▶ _SHORT PROBLEM_:
Write each line of the records below as a string in one JSON list, one string per line, skipping blank lines.
===== SUPPLIED DATA =====
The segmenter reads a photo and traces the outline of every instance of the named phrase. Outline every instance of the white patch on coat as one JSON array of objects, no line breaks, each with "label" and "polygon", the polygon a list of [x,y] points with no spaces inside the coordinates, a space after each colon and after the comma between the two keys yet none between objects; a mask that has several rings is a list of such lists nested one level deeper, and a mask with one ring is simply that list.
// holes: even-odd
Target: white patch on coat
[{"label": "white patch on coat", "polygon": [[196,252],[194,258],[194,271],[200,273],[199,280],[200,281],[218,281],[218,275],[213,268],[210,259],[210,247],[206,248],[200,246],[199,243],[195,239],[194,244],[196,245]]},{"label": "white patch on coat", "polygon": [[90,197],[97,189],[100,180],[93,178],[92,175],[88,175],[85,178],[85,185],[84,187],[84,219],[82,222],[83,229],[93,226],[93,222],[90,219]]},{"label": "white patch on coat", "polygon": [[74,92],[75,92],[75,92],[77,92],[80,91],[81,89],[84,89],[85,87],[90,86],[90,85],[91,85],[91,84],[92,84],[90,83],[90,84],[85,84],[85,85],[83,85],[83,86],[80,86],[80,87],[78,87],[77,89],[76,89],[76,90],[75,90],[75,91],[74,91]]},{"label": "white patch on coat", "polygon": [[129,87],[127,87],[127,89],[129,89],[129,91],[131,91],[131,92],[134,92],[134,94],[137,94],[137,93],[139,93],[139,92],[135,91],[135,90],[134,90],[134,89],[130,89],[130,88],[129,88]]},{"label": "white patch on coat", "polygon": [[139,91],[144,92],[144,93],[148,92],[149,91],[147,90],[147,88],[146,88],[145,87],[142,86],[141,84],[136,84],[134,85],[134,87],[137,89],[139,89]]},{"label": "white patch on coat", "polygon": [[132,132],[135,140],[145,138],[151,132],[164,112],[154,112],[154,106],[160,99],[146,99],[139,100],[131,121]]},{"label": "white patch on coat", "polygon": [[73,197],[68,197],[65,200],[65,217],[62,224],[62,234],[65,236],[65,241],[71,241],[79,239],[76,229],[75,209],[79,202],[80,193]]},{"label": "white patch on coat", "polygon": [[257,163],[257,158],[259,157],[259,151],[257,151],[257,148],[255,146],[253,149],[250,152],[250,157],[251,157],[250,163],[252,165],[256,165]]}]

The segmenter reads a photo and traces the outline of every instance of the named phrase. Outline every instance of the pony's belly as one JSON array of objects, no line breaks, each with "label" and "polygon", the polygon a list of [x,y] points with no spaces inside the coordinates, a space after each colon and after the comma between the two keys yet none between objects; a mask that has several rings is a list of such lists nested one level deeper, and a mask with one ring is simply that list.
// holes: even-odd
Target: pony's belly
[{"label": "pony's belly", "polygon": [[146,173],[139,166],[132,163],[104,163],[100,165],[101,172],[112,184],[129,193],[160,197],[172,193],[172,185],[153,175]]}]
=====
▶ _RESPONSE BELOW_:
[
  "The segmenter reads a photo and traces the outline of every instance of the named phrase. Outline every instance of the white patch on coat as one JSON array of objects, no line breaks, each with \"label\" and \"polygon\", the polygon a list of [x,y] points with no spaces inside the coordinates, a space after each colon and after the comma between the two keys yet none between objects; a mask that has several rings is a list of such lists nested one level deeper, and a mask with one ring is simply that list.",
  "// holes: even-odd",
  "Target: white patch on coat",
  "[{\"label\": \"white patch on coat\", \"polygon\": [[196,252],[194,258],[194,271],[200,273],[199,280],[200,281],[218,281],[218,275],[213,268],[210,259],[210,247],[206,248],[200,246],[199,243],[195,239],[194,244],[196,245]]},{\"label\": \"white patch on coat\", \"polygon\": [[90,197],[97,189],[100,180],[93,178],[92,175],[88,175],[85,178],[85,185],[84,187],[84,219],[82,222],[83,229],[93,226],[93,222],[90,219]]},{\"label\": \"white patch on coat\", \"polygon\": [[74,92],[75,92],[75,92],[77,92],[80,91],[81,89],[84,89],[85,87],[90,86],[90,85],[91,85],[91,84],[92,84],[90,83],[90,84],[85,84],[85,85],[83,85],[83,86],[80,86],[80,87],[78,87],[77,89],[76,89],[76,90],[75,90],[75,91],[74,91]]},{\"label\": \"white patch on coat\", \"polygon\": [[129,87],[127,87],[127,89],[129,89],[129,91],[131,91],[131,92],[134,92],[134,94],[137,94],[137,93],[139,93],[139,92],[135,91],[135,90],[134,90],[134,89],[130,89],[130,88],[129,88]]},{\"label\": \"white patch on coat\", \"polygon\": [[139,91],[144,92],[144,93],[148,92],[149,91],[147,90],[147,88],[146,88],[145,87],[142,86],[141,84],[136,84],[134,85],[134,87],[137,89],[139,89]]},{\"label\": \"white patch on coat\", \"polygon\": [[132,132],[135,140],[145,138],[151,132],[164,112],[154,112],[154,106],[160,99],[146,99],[139,100],[131,121]]},{\"label\": \"white patch on coat\", \"polygon\": [[73,197],[68,197],[65,200],[65,217],[62,224],[62,234],[65,236],[65,241],[71,241],[79,239],[76,229],[75,209],[79,202],[80,193]]},{\"label\": \"white patch on coat\", \"polygon\": [[257,163],[257,158],[259,157],[259,151],[257,151],[257,148],[255,146],[253,149],[250,152],[250,157],[251,157],[250,163],[252,165],[256,165]]}]",
  "The segmenter reads a photo and traces the outline of every instance of the named phrase. Outline every instance of the pony's belly as one JSON array of objects, no line breaks, each with \"label\" and \"polygon\", the polygon a list of [x,y] points with no spaces inside the coordinates, a space after each colon and after the comma between the two keys yet none between objects; a mask that has several rings is a list of such lists nested one level deeper, and a mask with one ring is simply that list.",
  "// holes: even-odd",
  "Target: pony's belly",
  "[{\"label\": \"pony's belly\", \"polygon\": [[146,173],[139,166],[132,163],[104,163],[100,165],[101,172],[112,184],[129,193],[160,197],[172,193],[172,185],[153,175]]}]"
]